Object position labeling entries
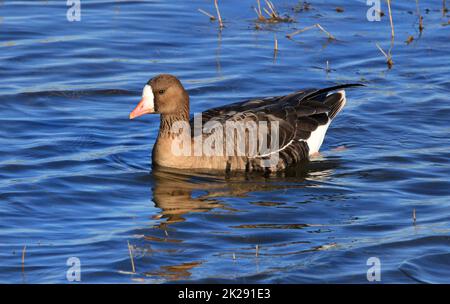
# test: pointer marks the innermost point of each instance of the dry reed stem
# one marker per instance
(218, 14)
(388, 55)
(23, 257)
(317, 25)
(271, 11)
(390, 20)
(131, 257)
(211, 17)
(421, 27)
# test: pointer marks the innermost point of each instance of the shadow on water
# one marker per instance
(179, 193)
(193, 204)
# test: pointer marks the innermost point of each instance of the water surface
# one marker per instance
(76, 177)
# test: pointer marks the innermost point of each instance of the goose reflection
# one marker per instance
(178, 193)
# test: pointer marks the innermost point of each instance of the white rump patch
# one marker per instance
(316, 139)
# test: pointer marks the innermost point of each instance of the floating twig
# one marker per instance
(317, 25)
(218, 14)
(409, 40)
(211, 17)
(389, 61)
(388, 55)
(131, 257)
(270, 10)
(23, 257)
(420, 17)
(275, 46)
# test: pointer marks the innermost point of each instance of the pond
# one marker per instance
(76, 179)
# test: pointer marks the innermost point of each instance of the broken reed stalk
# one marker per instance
(390, 20)
(275, 46)
(211, 17)
(131, 257)
(420, 17)
(317, 25)
(388, 55)
(274, 13)
(218, 14)
(23, 257)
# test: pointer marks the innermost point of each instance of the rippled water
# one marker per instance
(75, 173)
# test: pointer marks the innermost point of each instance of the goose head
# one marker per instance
(163, 94)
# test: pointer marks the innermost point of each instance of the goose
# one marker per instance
(262, 134)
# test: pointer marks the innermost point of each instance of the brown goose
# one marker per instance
(262, 134)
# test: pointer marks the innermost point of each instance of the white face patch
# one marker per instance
(147, 95)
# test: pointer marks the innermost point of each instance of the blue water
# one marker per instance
(76, 177)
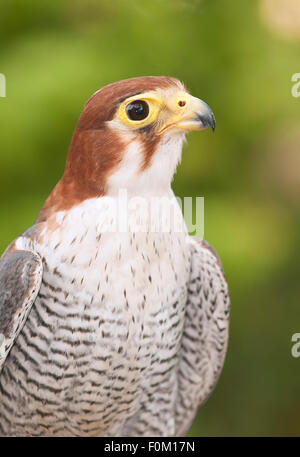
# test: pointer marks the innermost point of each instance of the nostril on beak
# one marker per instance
(207, 120)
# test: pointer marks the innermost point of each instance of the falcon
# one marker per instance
(109, 331)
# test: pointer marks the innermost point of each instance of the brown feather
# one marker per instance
(96, 150)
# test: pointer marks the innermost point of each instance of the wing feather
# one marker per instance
(20, 280)
(205, 334)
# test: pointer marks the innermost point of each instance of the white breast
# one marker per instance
(118, 298)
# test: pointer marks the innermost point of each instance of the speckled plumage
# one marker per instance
(109, 333)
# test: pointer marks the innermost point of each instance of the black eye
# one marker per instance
(138, 110)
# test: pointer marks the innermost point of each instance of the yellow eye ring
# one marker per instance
(143, 107)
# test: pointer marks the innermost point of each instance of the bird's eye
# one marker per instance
(137, 110)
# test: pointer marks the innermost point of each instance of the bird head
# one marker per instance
(130, 135)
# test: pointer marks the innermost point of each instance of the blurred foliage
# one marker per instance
(56, 53)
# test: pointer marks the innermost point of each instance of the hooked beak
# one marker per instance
(197, 116)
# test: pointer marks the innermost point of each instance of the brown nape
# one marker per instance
(95, 149)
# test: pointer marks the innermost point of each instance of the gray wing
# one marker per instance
(205, 334)
(20, 280)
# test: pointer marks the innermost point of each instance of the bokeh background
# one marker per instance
(239, 56)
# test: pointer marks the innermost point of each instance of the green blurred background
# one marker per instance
(239, 56)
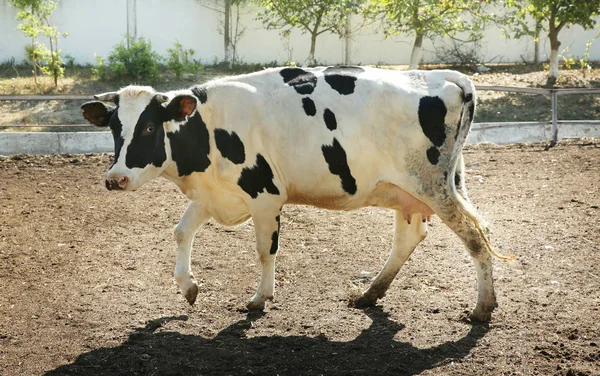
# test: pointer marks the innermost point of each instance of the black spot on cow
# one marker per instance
(330, 120)
(258, 178)
(275, 237)
(342, 78)
(148, 143)
(116, 129)
(433, 154)
(190, 146)
(200, 93)
(432, 112)
(309, 106)
(302, 81)
(230, 146)
(335, 156)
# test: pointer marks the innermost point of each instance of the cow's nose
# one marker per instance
(116, 182)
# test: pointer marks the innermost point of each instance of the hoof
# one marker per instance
(192, 293)
(255, 306)
(363, 302)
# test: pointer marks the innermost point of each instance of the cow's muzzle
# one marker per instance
(117, 183)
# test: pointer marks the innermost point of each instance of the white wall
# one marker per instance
(95, 26)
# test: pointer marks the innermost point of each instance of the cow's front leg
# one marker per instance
(193, 217)
(266, 226)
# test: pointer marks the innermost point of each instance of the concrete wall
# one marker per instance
(95, 26)
(101, 142)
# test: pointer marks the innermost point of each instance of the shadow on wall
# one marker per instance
(373, 352)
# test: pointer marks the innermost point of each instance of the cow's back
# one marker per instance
(331, 134)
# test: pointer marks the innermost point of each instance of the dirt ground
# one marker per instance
(86, 279)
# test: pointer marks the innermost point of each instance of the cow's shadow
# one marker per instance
(373, 352)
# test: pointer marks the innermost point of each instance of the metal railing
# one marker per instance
(552, 93)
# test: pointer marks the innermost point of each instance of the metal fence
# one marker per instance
(553, 93)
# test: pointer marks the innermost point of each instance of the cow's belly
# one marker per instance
(385, 195)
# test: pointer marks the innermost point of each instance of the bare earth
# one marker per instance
(86, 286)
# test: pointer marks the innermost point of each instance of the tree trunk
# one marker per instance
(310, 60)
(553, 31)
(227, 34)
(536, 53)
(415, 56)
(554, 46)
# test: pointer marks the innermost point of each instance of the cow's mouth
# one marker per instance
(117, 183)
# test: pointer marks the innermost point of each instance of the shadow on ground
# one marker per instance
(373, 352)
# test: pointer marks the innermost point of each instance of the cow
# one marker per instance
(337, 137)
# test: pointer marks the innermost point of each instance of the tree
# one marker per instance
(428, 19)
(314, 17)
(231, 35)
(35, 20)
(553, 16)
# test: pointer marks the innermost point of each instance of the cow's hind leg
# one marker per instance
(266, 226)
(462, 218)
(193, 217)
(406, 238)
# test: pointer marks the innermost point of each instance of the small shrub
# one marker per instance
(179, 60)
(138, 61)
(100, 69)
(69, 61)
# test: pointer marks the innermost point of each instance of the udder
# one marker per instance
(387, 195)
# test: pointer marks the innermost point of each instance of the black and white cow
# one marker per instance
(338, 138)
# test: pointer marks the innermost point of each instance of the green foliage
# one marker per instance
(571, 61)
(52, 63)
(554, 14)
(179, 60)
(138, 61)
(429, 18)
(34, 17)
(69, 61)
(314, 17)
(551, 16)
(100, 69)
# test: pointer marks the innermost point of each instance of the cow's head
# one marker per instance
(137, 117)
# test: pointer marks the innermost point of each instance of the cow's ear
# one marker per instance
(181, 106)
(97, 113)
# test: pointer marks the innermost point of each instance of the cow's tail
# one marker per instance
(462, 131)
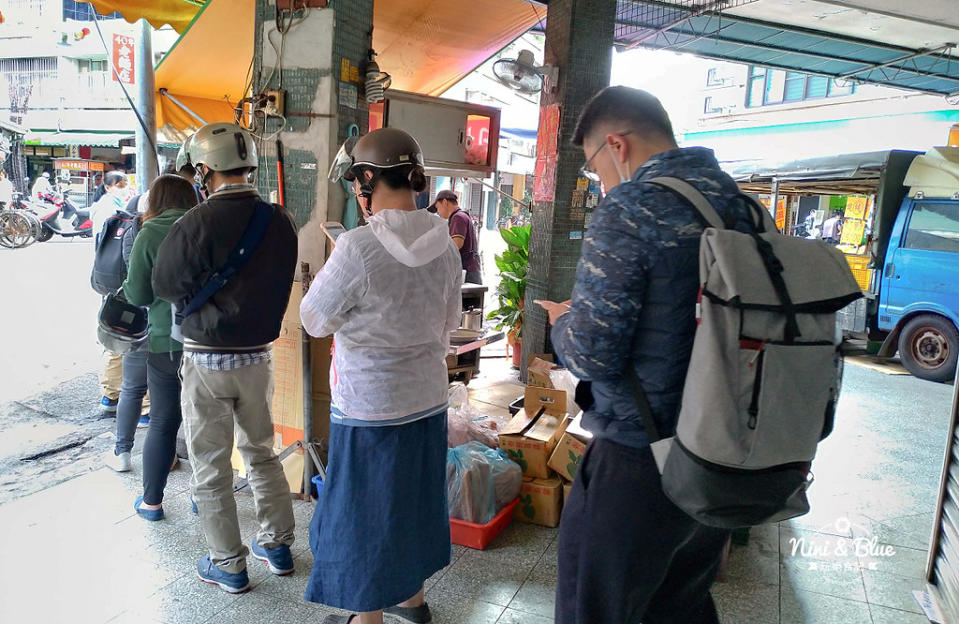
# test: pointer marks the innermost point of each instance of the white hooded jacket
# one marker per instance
(390, 295)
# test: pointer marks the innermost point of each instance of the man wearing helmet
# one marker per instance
(390, 295)
(227, 367)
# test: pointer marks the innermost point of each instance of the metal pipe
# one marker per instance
(307, 396)
(165, 94)
(774, 199)
(147, 165)
(718, 4)
(917, 54)
(509, 197)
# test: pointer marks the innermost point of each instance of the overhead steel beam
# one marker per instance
(695, 34)
(693, 13)
(918, 54)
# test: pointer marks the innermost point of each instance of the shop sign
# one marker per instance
(123, 59)
(79, 165)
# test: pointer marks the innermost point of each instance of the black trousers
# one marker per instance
(163, 380)
(626, 553)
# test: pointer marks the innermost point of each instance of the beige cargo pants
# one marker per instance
(213, 402)
(111, 377)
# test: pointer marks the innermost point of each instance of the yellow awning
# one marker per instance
(426, 45)
(208, 68)
(176, 13)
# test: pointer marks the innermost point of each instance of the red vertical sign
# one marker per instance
(123, 59)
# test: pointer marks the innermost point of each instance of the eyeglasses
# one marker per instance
(588, 173)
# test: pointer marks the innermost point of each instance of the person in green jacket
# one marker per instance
(170, 198)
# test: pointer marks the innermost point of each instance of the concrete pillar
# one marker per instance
(579, 40)
(322, 63)
(146, 105)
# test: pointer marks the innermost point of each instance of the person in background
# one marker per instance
(98, 189)
(170, 198)
(113, 200)
(227, 370)
(462, 233)
(390, 295)
(832, 229)
(112, 375)
(6, 190)
(42, 186)
(626, 552)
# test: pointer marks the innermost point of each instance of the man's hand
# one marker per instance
(553, 309)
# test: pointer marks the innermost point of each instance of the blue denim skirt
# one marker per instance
(381, 525)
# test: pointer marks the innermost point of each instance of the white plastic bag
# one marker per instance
(466, 423)
(480, 481)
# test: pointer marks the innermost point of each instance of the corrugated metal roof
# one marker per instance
(683, 27)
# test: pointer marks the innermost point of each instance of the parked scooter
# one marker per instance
(59, 215)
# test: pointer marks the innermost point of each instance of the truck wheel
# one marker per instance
(928, 348)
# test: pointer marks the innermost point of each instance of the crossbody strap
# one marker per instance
(252, 236)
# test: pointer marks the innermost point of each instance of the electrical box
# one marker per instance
(275, 102)
(458, 138)
(301, 4)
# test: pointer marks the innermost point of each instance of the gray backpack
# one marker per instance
(765, 372)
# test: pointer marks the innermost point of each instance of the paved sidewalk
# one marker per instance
(78, 553)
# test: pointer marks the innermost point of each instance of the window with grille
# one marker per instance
(765, 87)
(83, 12)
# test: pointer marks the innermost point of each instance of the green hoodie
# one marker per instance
(138, 287)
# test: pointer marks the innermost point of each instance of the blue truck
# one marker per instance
(910, 256)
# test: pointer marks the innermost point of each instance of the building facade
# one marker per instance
(56, 80)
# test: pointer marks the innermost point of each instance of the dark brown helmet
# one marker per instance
(381, 149)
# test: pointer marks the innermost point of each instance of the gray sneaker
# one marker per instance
(412, 615)
(120, 463)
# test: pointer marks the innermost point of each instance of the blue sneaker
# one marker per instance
(150, 514)
(279, 559)
(232, 583)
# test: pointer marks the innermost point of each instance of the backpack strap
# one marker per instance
(254, 233)
(652, 431)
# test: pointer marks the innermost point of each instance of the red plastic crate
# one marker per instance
(479, 536)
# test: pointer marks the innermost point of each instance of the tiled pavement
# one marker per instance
(77, 553)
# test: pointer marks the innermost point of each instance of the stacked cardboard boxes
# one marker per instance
(546, 442)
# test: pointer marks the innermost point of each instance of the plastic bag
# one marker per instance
(466, 423)
(480, 481)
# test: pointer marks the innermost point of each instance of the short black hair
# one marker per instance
(112, 178)
(637, 110)
(236, 172)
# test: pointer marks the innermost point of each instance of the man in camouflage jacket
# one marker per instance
(626, 553)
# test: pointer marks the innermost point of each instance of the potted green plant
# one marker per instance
(511, 291)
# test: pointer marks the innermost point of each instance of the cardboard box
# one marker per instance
(567, 454)
(540, 501)
(537, 373)
(287, 405)
(530, 437)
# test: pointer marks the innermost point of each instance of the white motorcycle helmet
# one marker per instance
(183, 156)
(221, 147)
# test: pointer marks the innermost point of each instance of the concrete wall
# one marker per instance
(320, 108)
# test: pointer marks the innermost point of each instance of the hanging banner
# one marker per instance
(123, 59)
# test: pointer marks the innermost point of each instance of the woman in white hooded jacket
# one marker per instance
(390, 295)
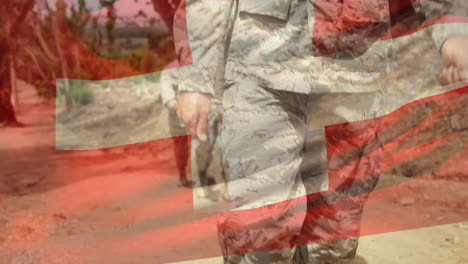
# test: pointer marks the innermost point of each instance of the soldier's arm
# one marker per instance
(449, 30)
(168, 88)
(206, 28)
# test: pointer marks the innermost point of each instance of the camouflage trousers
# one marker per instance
(264, 138)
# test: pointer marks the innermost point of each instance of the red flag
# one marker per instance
(128, 193)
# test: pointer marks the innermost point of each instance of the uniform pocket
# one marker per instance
(274, 8)
(364, 11)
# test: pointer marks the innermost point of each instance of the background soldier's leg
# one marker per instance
(262, 141)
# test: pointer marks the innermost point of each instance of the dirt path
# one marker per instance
(45, 219)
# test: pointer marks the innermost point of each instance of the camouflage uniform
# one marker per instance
(202, 152)
(287, 79)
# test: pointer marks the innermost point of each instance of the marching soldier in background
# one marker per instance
(201, 152)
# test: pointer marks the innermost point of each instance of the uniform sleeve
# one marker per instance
(446, 18)
(168, 85)
(206, 25)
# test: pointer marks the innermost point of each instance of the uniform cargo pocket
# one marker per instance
(274, 8)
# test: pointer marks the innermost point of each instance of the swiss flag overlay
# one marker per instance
(129, 193)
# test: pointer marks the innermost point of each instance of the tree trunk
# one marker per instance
(63, 67)
(14, 88)
(7, 113)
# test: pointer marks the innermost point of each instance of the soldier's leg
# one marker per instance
(262, 141)
(181, 147)
(332, 226)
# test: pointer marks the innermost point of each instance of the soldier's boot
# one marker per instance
(201, 190)
(183, 181)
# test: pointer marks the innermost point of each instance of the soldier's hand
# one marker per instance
(193, 109)
(454, 54)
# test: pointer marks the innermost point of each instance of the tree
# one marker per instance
(13, 15)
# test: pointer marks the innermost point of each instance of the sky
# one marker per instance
(124, 8)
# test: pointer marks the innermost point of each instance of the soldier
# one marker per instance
(202, 152)
(283, 58)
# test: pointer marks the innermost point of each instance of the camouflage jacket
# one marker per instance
(301, 45)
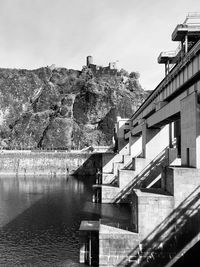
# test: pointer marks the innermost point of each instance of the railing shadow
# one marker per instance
(170, 236)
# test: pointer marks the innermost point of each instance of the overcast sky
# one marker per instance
(36, 33)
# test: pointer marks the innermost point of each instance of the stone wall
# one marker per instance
(36, 163)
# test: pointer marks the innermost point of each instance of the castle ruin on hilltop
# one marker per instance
(111, 69)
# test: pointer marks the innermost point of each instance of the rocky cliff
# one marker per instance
(57, 108)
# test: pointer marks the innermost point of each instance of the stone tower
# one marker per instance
(89, 61)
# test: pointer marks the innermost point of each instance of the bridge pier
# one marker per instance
(190, 131)
(154, 141)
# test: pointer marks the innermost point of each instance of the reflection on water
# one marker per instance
(40, 219)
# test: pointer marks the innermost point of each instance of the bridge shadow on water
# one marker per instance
(44, 230)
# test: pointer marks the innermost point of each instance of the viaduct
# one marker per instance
(156, 169)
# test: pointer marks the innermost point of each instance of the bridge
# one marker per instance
(156, 169)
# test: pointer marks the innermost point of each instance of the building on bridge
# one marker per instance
(157, 168)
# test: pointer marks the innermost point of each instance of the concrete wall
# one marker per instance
(107, 161)
(152, 209)
(154, 141)
(115, 245)
(48, 163)
(190, 131)
(181, 183)
(109, 193)
(135, 145)
(123, 145)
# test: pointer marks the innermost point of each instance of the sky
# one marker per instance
(39, 33)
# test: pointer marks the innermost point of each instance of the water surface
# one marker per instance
(40, 219)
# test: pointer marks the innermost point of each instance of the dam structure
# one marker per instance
(155, 169)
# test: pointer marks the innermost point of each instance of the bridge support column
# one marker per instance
(190, 131)
(154, 141)
(135, 145)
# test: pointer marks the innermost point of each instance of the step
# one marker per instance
(109, 159)
(107, 178)
(117, 166)
(127, 159)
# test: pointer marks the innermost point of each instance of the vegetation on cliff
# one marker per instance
(57, 108)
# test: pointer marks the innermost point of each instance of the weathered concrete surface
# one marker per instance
(150, 208)
(115, 245)
(28, 163)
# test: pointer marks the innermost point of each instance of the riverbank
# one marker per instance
(48, 163)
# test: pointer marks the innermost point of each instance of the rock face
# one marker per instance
(63, 109)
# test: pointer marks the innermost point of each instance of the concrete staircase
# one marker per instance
(133, 173)
(165, 221)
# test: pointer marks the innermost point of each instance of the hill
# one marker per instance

Your objective:
Output exactly the lines above, from the one holding "the dam structure" through the end of the data, including the first and last.

The response:
# test: pointer marks the innermost point of each instance of the dam structure
# one marker per instance
(155, 169)
# test: pointer marks the innermost point of each instance of the bridge support column
# one marker per instance
(190, 131)
(154, 141)
(135, 145)
# test: pointer marks the innermost point of each instance of the step
# one marker per instance
(109, 159)
(107, 178)
(117, 166)
(127, 159)
# test: pointer marks the innermost point of each instance of the vegetation on cliff
# one marker per instance
(57, 108)
# test: pointer marks the innermost point of each instance of the weathered concrete surface
# one marker per instance
(150, 208)
(115, 245)
(28, 163)
# test: pointer marks the innermost point of each instance of the riverbank
# one marker per instance
(48, 163)
# test: pointer marks the innermost point of each instance of the rock face
# one marker per instance
(63, 109)
# test: pointer marks the innermost point of each instance of the concrete staircase
# one marker per instance
(133, 173)
(165, 221)
# test: pointer marks the innermost point of each instance of the hill
# one marker per instance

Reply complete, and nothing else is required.